What this task involves ::
Find the line that contains "point: the rock outcrop, one". Then set down that line and all the lines after it, to the end of the records, exactly and with nothing added.

------ Data for this exercise ------

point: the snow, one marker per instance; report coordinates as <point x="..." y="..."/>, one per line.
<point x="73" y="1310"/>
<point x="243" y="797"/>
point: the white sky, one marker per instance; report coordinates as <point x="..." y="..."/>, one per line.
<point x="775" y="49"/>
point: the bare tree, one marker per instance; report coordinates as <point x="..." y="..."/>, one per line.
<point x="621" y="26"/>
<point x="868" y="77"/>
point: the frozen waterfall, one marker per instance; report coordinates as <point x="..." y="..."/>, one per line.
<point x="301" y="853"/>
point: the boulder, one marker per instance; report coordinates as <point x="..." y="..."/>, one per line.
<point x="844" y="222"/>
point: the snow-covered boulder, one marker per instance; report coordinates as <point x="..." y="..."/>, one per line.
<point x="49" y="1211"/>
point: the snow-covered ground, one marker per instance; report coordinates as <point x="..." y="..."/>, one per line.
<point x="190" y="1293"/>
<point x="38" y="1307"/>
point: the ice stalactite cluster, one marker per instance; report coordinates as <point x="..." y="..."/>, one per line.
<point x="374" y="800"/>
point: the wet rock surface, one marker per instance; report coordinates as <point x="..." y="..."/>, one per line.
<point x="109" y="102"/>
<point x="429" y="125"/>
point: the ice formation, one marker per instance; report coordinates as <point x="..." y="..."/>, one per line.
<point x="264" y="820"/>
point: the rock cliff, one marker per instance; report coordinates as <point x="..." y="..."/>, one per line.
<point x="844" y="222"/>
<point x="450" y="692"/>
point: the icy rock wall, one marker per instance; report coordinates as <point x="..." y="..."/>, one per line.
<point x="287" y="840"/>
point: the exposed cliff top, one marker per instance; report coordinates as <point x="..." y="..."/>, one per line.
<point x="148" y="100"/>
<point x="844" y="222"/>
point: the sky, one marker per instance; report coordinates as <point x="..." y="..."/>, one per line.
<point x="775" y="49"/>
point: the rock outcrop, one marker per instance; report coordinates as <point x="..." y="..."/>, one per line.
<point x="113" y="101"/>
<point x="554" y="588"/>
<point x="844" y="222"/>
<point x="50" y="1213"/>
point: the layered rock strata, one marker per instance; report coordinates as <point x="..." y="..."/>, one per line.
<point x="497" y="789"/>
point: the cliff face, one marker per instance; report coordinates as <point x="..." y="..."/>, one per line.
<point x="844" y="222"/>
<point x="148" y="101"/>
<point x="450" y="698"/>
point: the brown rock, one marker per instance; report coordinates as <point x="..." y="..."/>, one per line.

------

Output below ::
point: the rock outcrop, one marker per instance; report coordinates as <point x="..." y="..."/>, one per line.
<point x="113" y="101"/>
<point x="554" y="588"/>
<point x="844" y="222"/>
<point x="50" y="1213"/>
point: the layered rock strata, one marker per instance; report coordinates as <point x="..." y="..."/>, one per line.
<point x="497" y="789"/>
point: the cliff face, one marker per instance; report coordinates as <point x="..." y="..."/>, one per line.
<point x="844" y="222"/>
<point x="148" y="101"/>
<point x="450" y="698"/>
point: the brown rock, one marker per instance; report coordinates as <point x="..." y="..."/>, one per line.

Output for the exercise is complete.